> Document extract:
>> Begin

Working with NUMA topology for virtual machines - Managing VMs | Virtualization

Using NUMA topology with OKD Virtualization
Prerequisites
Creating a VM with NUMA functionality enabled
Verifying vNUMA status of a VM
Disabling the hot plug capability for VMs
Limitations of NUMA for OKD Virtualization
Live migration outcomes using vNUMA
Additional resources

Non-uniform memory access (NUMA) architecture is a multiprocessor architecture model where CPUs do not access all memory in all locations at the same speed. Instead, CPUs can gain faster access to memory that is in closer proximity to them, or local to them, but slower access to memory that is further away.

A CPU with multiple memory controllers can use any available memory across CPU complexes, regardless of where the memory is located. However, this increased flexibility comes at the expense of performance.

>> End

> Data listing:

>> Begin

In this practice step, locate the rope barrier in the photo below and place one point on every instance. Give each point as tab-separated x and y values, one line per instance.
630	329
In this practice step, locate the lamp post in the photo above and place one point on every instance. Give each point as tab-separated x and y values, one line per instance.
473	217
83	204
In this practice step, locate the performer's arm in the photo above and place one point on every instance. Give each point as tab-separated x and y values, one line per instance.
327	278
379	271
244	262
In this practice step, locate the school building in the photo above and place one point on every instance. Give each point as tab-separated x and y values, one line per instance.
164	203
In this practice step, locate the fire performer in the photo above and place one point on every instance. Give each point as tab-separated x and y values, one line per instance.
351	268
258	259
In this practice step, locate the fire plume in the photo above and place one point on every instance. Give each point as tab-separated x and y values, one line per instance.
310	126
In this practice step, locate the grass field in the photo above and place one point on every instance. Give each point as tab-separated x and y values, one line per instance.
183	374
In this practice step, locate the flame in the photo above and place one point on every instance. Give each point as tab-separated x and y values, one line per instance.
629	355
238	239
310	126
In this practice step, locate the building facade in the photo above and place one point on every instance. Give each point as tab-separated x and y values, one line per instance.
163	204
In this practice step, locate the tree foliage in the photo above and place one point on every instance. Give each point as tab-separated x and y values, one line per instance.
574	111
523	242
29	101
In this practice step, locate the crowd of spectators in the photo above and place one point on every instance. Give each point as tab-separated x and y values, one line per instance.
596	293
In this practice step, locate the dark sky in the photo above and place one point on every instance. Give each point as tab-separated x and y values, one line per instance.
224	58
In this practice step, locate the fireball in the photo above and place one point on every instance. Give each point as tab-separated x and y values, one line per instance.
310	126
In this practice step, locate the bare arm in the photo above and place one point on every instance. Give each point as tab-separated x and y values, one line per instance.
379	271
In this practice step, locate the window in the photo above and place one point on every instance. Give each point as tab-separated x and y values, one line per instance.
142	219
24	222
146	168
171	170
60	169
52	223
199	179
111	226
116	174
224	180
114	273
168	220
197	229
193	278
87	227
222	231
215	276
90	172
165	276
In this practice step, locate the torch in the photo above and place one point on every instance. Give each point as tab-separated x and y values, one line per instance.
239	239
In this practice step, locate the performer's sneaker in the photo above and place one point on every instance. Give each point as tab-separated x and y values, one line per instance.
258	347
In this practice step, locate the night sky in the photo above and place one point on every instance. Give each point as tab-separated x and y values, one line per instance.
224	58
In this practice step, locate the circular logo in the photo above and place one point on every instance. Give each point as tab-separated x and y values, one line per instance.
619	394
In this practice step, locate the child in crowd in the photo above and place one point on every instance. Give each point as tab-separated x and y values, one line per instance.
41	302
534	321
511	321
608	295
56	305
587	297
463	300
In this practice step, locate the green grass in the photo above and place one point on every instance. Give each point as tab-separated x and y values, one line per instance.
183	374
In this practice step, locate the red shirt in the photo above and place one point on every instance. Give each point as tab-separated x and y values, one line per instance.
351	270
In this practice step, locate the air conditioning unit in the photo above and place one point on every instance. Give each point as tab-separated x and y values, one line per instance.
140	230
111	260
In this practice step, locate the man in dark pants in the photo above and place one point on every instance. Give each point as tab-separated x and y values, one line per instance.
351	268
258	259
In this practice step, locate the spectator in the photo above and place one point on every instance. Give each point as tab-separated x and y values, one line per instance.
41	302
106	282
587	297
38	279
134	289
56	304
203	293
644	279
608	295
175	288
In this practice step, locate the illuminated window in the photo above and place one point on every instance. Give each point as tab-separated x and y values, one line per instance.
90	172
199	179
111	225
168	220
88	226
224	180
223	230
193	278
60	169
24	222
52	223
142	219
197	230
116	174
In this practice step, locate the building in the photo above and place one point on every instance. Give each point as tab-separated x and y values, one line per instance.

>> End

> Requirements:
**A)** Rewrite the paragraph of the NUMA page that begins "Non-uniform memory access (NUMA) architecture is" as a short bulleted list that keeps its main facts.
**B)** According to the NUMA page, which memory can CPUs reach faster?
**C)** List every section title that the NUMA page shows under "Using NUMA topology with OKD Virtualization" at the top.
The material comes from a different source than the NUMA page.

> Expected answers:
**A)**
- NUMA is a multiprocessor architecture model.
- CPUs do not access all memory in all locations at the same speed.
- CPUs get faster access to memory that is close to them, or local.
- CPUs get slower access to memory that is further away.

**B)** Memory that is in closer proximity to them, or local to them.

**C)**
- Prerequisites
- Creating a VM with NUMA functionality enabled
- Verifying vNUMA status of a VM
- Disabling the hot plug capability for VMs
- Limitations of NUMA for OKD Virtualization
- Live migration outcomes using vNUMA
- Additional resources